START Excerpted passage

MITA responds to 'unfounded' third-party concerns regarding ISO registration

May 18, 2017
An editorial by Patrick Hope, executive director of the Medical Imaging & Technology Alliance (MITA)

In an April 27 column in HealthCare Business News entitled “New legislation would mandate all ISOs register with FDA,” Robert Kerwin (representing independent companies that service medical devices) raises concerns about H.R. 2118, the Medical Device Servicing Safety and Accountability Act, bipartisan legislation which would take important steps toward ensuring consistent requirements for servicing of medical devices. Unfortunately, some of his assertions are unfounded.

As Joe Robinson, MITA’s board chairman and vice president, Health Systems Solutions for Philips Healthcare, testified before the House Energy & Commerce Subcommittee on Health, H.R. 2118 contains three provisions. ISOs would need to: (1) register with the FDA, (2) maintain a complaint handling system, and (3) report any adverse events.



Hospital in-house personnel are explicitly excluded from this legislation. Mr. Robinson said this bill presents a “reasonable and commonsense solution that will protect patients who rely on the safety, effectiveness and reliability of our technologies and not be costly or burdensome to third-party servicers.”

Just to clear the air, this isn’t about whether manufacturers service medical devices better than ISOs. This is about protecting patient safety and ensuring that medical devices effectively do the job they’re supposed to do, plain and simple.

We applaud the fact that many ISOs do a great job and provide high-quality service for their customers. Good quality comes from all corners: manufacturers, ISOs, big businesses, and small businesses alike. Greater visibility into the service marketplace will benefit all of these players.

END Excerpted passage
START Provided material

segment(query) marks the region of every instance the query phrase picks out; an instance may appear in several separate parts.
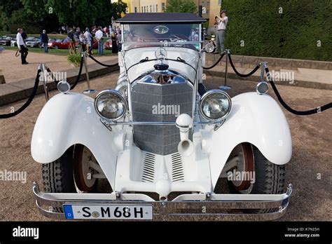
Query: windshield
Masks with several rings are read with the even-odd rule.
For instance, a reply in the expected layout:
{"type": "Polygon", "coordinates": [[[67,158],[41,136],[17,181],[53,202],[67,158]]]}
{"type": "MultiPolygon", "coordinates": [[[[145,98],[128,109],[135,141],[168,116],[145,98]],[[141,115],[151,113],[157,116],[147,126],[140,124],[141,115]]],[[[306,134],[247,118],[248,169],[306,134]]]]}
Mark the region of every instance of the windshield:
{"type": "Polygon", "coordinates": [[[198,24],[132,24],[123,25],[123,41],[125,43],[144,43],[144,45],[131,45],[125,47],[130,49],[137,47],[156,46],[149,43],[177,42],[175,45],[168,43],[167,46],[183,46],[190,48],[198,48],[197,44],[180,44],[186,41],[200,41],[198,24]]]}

END Provided material

# Brief A:
Could you rewrite the ISO registration editorial from "May 18, 2017" up to and including "assertions are unfounded.", changing "column" to "op-ed"?
# Brief B:
Can you continue the ISO registration editorial from the point where it stops?

# Expected output A:
May 18, 2017
An editorial by Patrick Hope, executive director of the Medical Imaging & Technology Alliance (MITA)

In an April 27 op-ed in HealthCare Business News entitled “New legislation would mandate all ISOs register with FDA,” Robert Kerwin (representing independent companies that service medical devices) raises concerns about H.R. 2118, the Medical Device Servicing Safety and Accountability Act, bipartisan legislation which would take important steps toward ensuring consistent requirements for servicing of medical devices. Unfortunately, some of his assertions are unfounded.

# Expected output B:
But as it stands now, the FDA knows almost nothing about third-party servicing of medical devices. Even Dr. Jeff Shuren, FDA’s director for the Center for Devices and Radiological Health, said “there isn’t a great window on exactly what’s happening out there” due to the lack of reporting requirements for third-party servicers.

This legislation seeks to address that concern by requiring third parties to make themselves known to the FDA and implement simple reporting and complaint handling processes. That’s it.

Mr. Kerwin has shared valid concerns that these requirements might overburden his member companies because of registration fees or the need to hire additional staff such as compliance officers. However, the vast majority of medical device manufacturers are small businesses themselves, and they readily adhere to these and far more stringent FDA requirements without issue.

Registration fees are nominal, and we would support a small business exemption. Also, the legislation says nothing about staff requirements or compliance officers. That’s just not in the bill and the requirements would not necessitate such steps being taken.

Another argument Mr. Kerwin makes against legislation is the frequently-cited ECRI study indicating a low incidence of adverse events. The ECRI study is based on a severely limited database where participation by manufacturers is mandatory and only voluntary for third parties. Therefore, we have to ask ourselves, “How do we know what we don’t know?” Even Dr. Shuren testified that “the absence of evidence doesn’t mean the absence of a problem.”

The ECRI study is flawed and doesn’t tell us the full story.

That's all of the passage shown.